* [Excerpt to read]:
(begin)

As we continue through the Gospel of Mark, we now come to one of the more popular sections.  It’s when Jesus teaches the parable of the sower and the seed.  The parable itself is contained in Mark 4:1-9.  You may want to look it up and read it before going on with this post.

There are a lot of important truths in this section.  So I’m going to spend a number of posts on it.  Apparently, the disciples didn’t understand the meaning of the parable.  Later, when they were alone with Jesus, they asked Him about it.

When he was alone, the Twelve and the others around him asked him about the parables.  He told them, “The secret of the kingdom of God has been given to you.  But to those on the outside everything is said in parables so that, “‘they may be ever seeing but never perceiving, and ever hearing but never understanding; otherwise they might turn and be forgiven!'”
Mark 4:10-12

To understand what Jesus is saying here, we need to know His role in the lives of the disciples.  Christ was to the disciples, who the Holy Spirit is to the church.  He was the One leading, training, guiding and teaching them.  So how the Lord worked with the disciples is how the Holy Spirit works with us now.

The goal of Jesus with His disciples was to bring them into an understanding of the kingdom of God.  His words are spirit and life.  Jesus tells us that by not accepting His Word, there are three consequences.  Unfortunately, I see these very things at work in much of the church today.

Ever seeing but never perceiving.  The word used for seeing is the generic word, to look at.  The word, perceiving, means to know by seeing or to experience.  This is talking about those who see what God has done for them but never experience it.

There are many Christians who spend lots of time confessing their position in Christ.  But they never do what it takes to cross over into the manifestation of it.  It only comes about by hearing and obeying the Lord’s voice.

Ever hearing but never understanding.  Hearing simply means to listen with your ears.  That’s the easy part.  Plenty of people do that every week in church services.

(end)

* [Provided information]:
(begin)

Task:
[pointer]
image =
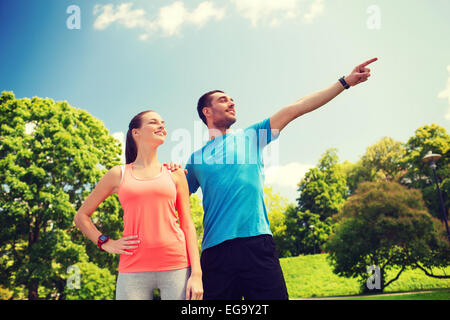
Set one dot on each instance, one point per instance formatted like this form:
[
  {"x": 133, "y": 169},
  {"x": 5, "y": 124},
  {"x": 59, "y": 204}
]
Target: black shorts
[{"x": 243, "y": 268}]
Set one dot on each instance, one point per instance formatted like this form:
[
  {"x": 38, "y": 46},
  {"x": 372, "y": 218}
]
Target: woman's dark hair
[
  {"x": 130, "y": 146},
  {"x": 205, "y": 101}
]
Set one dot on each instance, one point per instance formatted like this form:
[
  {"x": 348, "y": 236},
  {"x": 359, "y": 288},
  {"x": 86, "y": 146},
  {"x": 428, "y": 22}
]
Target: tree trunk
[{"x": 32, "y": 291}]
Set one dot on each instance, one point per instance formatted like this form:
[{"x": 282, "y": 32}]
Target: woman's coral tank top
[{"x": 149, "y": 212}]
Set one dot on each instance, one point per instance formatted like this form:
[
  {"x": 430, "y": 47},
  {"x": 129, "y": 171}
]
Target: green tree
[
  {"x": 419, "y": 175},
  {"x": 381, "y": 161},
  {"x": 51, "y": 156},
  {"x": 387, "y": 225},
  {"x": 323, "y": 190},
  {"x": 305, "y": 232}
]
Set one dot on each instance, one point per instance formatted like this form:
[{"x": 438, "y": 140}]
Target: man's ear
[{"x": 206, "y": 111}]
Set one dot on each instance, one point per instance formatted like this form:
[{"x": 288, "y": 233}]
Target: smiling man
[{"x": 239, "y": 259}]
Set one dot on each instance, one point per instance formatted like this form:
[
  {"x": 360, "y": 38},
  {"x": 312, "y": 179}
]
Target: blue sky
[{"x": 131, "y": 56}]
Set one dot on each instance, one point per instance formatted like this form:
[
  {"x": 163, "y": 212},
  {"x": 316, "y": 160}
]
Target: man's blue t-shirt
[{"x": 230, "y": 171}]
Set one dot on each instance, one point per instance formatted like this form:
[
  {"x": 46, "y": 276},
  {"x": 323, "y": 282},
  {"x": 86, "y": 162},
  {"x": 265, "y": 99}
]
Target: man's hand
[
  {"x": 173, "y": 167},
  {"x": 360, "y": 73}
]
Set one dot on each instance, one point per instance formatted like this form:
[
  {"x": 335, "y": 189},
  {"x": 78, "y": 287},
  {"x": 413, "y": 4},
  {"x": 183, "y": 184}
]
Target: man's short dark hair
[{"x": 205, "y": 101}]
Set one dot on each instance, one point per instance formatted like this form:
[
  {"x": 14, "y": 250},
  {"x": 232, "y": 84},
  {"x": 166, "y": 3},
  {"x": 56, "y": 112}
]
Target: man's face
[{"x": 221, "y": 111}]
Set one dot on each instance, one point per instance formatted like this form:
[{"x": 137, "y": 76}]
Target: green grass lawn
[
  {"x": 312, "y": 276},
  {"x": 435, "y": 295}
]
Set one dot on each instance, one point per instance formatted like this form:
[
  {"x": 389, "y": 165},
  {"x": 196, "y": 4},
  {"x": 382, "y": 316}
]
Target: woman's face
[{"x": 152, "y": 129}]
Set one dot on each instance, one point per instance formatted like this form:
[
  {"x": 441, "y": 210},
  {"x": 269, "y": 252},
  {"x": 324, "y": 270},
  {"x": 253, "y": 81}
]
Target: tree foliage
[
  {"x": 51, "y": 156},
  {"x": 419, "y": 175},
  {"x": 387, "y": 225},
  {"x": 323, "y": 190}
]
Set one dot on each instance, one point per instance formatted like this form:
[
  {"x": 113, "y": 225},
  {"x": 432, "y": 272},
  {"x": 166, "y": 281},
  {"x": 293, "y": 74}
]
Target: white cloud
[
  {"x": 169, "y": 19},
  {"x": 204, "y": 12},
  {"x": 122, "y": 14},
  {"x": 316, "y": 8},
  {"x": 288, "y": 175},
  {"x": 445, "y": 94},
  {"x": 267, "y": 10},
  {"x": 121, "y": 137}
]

(end)
(begin)

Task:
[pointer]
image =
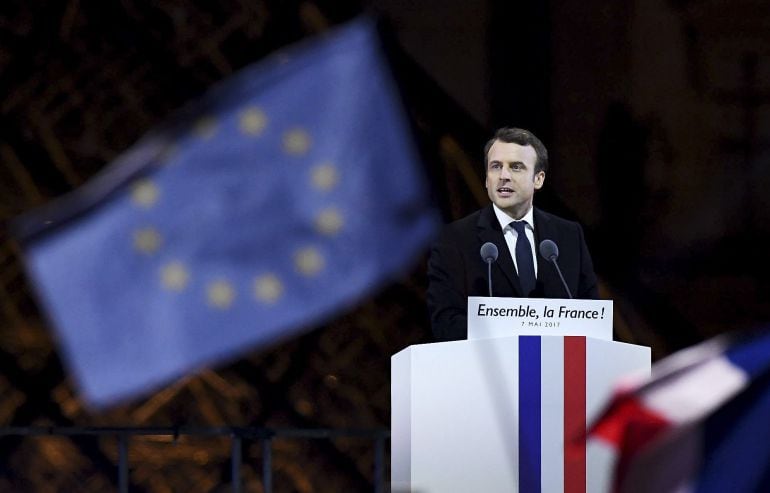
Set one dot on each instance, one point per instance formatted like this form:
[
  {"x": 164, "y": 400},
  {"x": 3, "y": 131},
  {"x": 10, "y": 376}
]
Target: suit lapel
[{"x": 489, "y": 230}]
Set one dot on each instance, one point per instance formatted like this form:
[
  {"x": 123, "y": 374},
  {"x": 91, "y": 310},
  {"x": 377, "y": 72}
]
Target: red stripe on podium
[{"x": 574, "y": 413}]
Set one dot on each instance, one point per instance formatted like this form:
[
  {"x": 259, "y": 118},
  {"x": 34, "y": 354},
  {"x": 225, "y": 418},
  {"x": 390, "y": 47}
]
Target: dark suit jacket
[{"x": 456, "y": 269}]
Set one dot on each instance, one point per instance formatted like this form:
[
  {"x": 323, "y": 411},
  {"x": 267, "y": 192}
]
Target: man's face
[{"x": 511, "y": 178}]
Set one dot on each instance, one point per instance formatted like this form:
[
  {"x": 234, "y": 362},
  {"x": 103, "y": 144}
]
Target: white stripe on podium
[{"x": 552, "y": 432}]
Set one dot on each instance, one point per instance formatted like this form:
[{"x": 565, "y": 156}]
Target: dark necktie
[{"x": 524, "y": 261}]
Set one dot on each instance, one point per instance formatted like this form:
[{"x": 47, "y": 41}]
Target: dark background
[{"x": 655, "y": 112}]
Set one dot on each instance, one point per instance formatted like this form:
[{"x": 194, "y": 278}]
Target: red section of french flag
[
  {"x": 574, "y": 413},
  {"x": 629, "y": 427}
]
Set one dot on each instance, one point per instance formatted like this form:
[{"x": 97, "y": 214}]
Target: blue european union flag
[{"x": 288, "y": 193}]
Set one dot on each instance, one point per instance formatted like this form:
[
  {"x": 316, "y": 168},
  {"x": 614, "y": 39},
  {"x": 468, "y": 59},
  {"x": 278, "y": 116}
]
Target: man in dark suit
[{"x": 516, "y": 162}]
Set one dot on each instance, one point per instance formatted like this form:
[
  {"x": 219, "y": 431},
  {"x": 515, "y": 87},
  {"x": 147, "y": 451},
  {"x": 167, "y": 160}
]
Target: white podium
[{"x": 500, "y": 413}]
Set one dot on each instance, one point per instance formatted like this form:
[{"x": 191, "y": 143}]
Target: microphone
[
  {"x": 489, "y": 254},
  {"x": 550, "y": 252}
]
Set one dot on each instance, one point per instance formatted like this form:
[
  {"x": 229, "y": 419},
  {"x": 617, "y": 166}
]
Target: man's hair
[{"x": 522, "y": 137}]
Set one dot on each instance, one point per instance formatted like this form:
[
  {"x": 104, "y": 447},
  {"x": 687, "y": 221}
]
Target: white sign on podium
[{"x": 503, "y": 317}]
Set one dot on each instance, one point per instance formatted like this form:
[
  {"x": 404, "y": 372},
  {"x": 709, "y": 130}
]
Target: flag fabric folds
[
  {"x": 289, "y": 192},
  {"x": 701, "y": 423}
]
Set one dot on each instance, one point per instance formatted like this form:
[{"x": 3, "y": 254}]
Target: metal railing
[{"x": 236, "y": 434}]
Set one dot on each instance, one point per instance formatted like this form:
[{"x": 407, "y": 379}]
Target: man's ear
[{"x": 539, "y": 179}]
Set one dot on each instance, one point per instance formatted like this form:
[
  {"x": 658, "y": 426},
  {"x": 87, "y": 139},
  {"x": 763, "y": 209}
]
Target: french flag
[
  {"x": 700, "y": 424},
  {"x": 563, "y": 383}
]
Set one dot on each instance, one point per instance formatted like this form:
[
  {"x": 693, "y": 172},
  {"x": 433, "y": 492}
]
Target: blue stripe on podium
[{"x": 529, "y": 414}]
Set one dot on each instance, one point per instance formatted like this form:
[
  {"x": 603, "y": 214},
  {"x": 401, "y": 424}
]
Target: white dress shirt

(end)
(begin)

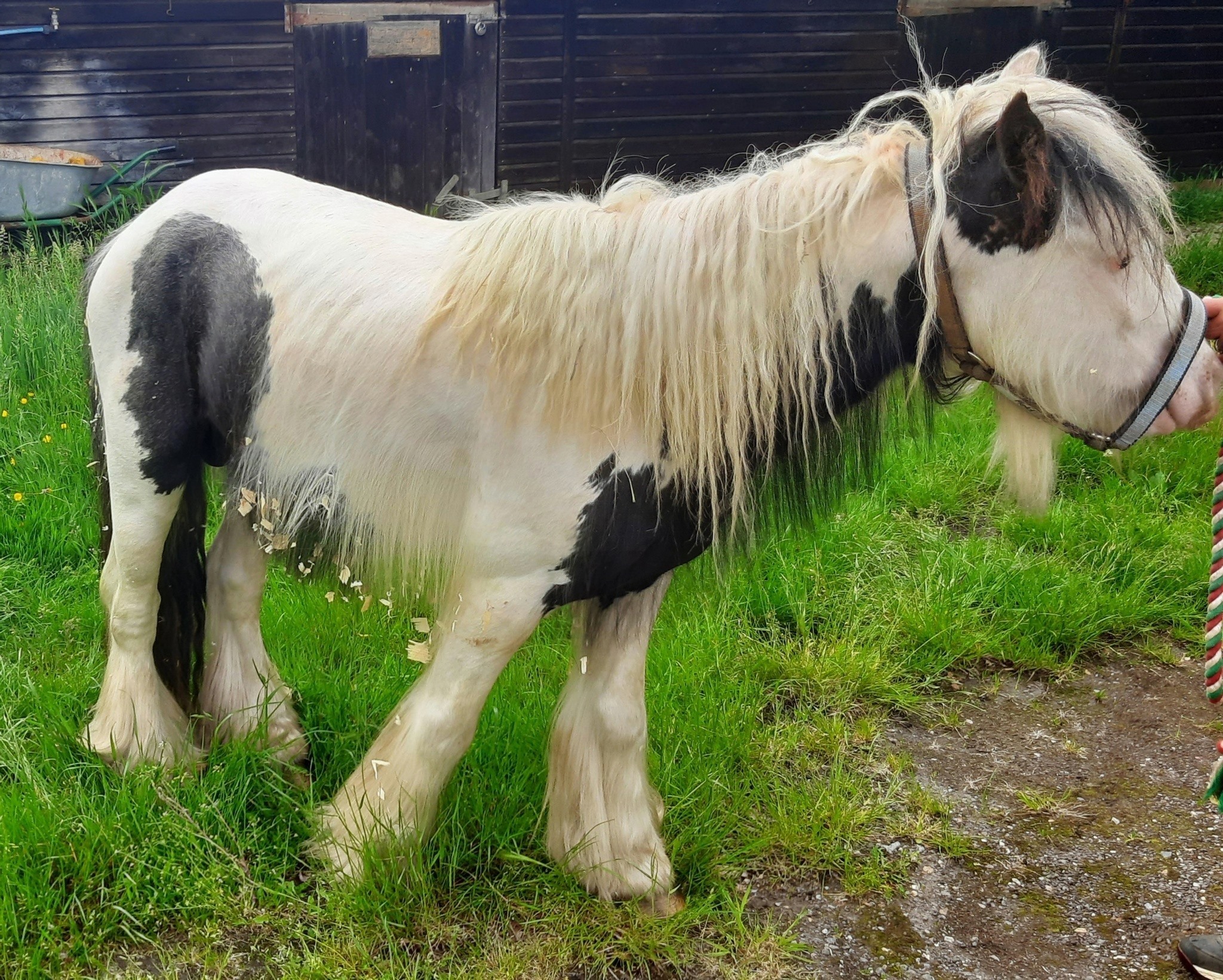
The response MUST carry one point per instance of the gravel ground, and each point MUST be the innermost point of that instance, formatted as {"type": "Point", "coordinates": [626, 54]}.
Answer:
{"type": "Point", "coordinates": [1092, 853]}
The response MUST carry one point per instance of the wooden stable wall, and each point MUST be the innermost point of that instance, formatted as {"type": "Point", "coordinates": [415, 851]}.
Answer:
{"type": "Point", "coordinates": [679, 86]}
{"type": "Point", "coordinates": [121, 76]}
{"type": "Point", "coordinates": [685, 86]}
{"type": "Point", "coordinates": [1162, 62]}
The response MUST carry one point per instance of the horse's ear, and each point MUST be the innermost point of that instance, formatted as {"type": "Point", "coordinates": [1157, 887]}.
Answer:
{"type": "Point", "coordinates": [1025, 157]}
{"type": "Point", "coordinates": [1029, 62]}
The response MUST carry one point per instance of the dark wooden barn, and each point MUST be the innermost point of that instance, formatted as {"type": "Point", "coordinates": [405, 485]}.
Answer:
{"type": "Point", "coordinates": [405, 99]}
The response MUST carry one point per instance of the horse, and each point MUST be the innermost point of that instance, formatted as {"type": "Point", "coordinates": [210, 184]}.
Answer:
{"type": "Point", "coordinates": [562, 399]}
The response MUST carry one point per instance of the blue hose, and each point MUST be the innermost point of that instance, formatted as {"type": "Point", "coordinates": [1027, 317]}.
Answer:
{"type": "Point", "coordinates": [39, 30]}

(end)

* [What this exercise asks]:
A) Answer from the post on the parable of the sower:
(i) Which verses contain the parable itself?
(ii) Which four things does the post say Christ was doing for the disciples as "the One"?
(iii) What does the post say the word "perceiving" means?
B) Write the next part of the post on the parable of the sower, picking up after its last sentence.
The listing has no connection to the post on the parable of the sower.

* [Exercise results]:
A)
(i) Mark 4:1-9
(ii) Leading, training, guiding and teaching them
(iii) To know by seeing or to experience

B)
Understanding is on a higher level.  The word literally means to put together.  That’s where we usually miss out.  I need to know how to apply what I’ve heard to the area of my life that needs it.

Again, that’s where the Holy Spirit comes in.  If I’m not listening to His instruction, then I’ll never see the changes take place that will move me forward in my Christian walk.

Otherwise, they might turn and be forgiven.  This is obviously the most important part.  But it’s totally dependent upon perceiving and understanding.  What exactly does this mean?

The word, turn, means to turn around and start walking in the opposite direction.  That’s good, but it’s the forgiven part that most of us miss the depth of.  Our understanding of forgiveness is very shallow compared to the Scriptural concept.

When we think of being forgiven, it means that we did something wrong and now it’s okay.  This is not what the Greek word indicates.

The word, forgive, in the Greek, means to pick up, remove, and throw away.  This brings a whole new view of what’s happening in this verse.

When we perceive, understand, and obey a word from God, it causes us to turn around.  Then, at that point, things start dropping off and being removed from our lives.  Things like habitual sins, sicknesses, lack, and depression.

Hopefully, as we continue looking at this parable, we’ll learn to walk in this truth and experience God’s best for us.  If you haven’t yet subscribed to this blog, take the opportunity now so that you won’t miss an installment.

Question: What is your current level of experiencing God’s best in your life?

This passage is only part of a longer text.